## Task statement
Render the data below as a Markdown table with two columns, Row and Line. Give each nonblank line its own numbered row.

## Rows
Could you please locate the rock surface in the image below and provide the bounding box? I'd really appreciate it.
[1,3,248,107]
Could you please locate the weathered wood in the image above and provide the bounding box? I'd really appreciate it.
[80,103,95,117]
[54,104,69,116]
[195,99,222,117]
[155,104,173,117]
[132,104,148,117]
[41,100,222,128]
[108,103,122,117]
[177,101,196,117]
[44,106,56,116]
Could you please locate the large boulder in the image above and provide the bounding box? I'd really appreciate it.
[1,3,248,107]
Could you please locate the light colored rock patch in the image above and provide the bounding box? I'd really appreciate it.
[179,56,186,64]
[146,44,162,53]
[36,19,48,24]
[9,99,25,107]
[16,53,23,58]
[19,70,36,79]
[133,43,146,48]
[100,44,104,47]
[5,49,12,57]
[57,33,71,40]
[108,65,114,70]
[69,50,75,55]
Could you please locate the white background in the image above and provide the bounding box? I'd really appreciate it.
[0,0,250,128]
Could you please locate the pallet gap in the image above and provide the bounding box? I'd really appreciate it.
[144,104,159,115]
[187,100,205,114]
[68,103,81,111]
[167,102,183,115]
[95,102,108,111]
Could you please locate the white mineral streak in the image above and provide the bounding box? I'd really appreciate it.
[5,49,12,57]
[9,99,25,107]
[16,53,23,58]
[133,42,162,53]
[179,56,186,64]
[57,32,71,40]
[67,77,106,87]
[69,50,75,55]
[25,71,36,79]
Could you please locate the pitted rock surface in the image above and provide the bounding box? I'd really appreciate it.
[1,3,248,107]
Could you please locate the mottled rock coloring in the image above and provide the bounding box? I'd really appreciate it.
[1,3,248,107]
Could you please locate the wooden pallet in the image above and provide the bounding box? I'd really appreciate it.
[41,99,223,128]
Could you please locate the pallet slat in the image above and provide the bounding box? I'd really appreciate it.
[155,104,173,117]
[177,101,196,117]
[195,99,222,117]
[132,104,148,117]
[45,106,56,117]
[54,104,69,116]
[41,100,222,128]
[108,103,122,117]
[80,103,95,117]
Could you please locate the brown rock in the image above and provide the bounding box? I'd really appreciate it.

## Solution to the exercise
| Row | Line |
|---|---|
| 1 | Could you please locate the rock surface in the image below and provide the bounding box? I'd really appreciate it. |
| 2 | [1,3,248,107] |
| 3 | Could you please locate the weathered wood in the image above and provide the bounding box? I'd really appreciate it. |
| 4 | [80,103,95,117] |
| 5 | [54,104,69,116] |
| 6 | [195,99,222,117] |
| 7 | [155,104,173,117] |
| 8 | [132,104,148,117] |
| 9 | [41,100,222,128] |
| 10 | [108,103,122,117] |
| 11 | [177,101,196,117] |
| 12 | [44,106,56,116] |
| 13 | Could you please locate the large boulder in the image above and provide the bounding box? I'd really appreciate it. |
| 14 | [1,3,248,107] |
| 15 | Could you please locate the light colored rock patch in the image above and provide the bounding box? I'd really appreciate it. |
| 16 | [179,56,186,64] |
| 17 | [146,44,162,53] |
| 18 | [36,19,48,24] |
| 19 | [9,99,25,107] |
| 20 | [16,53,23,58] |
| 21 | [19,70,36,79] |
| 22 | [133,43,146,48] |
| 23 | [100,44,104,47] |
| 24 | [5,49,12,57] |
| 25 | [57,33,71,40] |
| 26 | [108,65,114,70] |
| 27 | [69,50,75,55] |
| 28 | Could you please locate the white background in the image above and provide the bounding box? I'd really appreciate it. |
| 29 | [0,0,250,128] |
| 30 | Could you please locate the pallet gap in the image above and provide the bounding box? I'd really appreciate it. |
| 31 | [144,104,159,115] |
| 32 | [187,100,205,114] |
| 33 | [68,103,81,111] |
| 34 | [167,102,183,115] |
| 35 | [95,102,108,111] |
| 36 | Could you please locate the white mineral streak in the image above and provide the bounding box? I'd really appreciate it. |
| 37 | [5,49,12,57] |
| 38 | [9,99,25,107] |
| 39 | [16,53,23,58] |
| 40 | [133,42,162,53] |
| 41 | [179,56,186,64] |
| 42 | [57,32,71,40] |
| 43 | [67,77,106,87] |
| 44 | [69,50,75,55] |
| 45 | [25,71,36,79] |
| 46 | Could you please locate the pitted rock surface in the image above and provide the bounding box? I'd really appreciate it. |
| 47 | [1,3,248,107] |
| 48 | Could you please locate the mottled rock coloring in the image above and provide the bounding box? I'd really appreciate it. |
| 49 | [1,3,248,107] |
| 50 | Could you please locate the wooden pallet in the image above and provide the bounding box? I'd really appreciate it. |
| 51 | [41,99,223,128] |
| 52 | Could you please locate the pallet slat in the image above and provide the bounding box? I'd really appreciate it. |
| 53 | [155,104,173,117] |
| 54 | [177,101,196,117] |
| 55 | [195,99,222,117] |
| 56 | [132,104,148,117] |
| 57 | [45,106,56,117] |
| 58 | [54,104,69,116] |
| 59 | [41,100,222,128] |
| 60 | [108,103,122,117] |
| 61 | [80,103,95,117] |
| 62 | Could you please locate the brown rock in the image above and provide the bounding box? I'd really appreciate it. |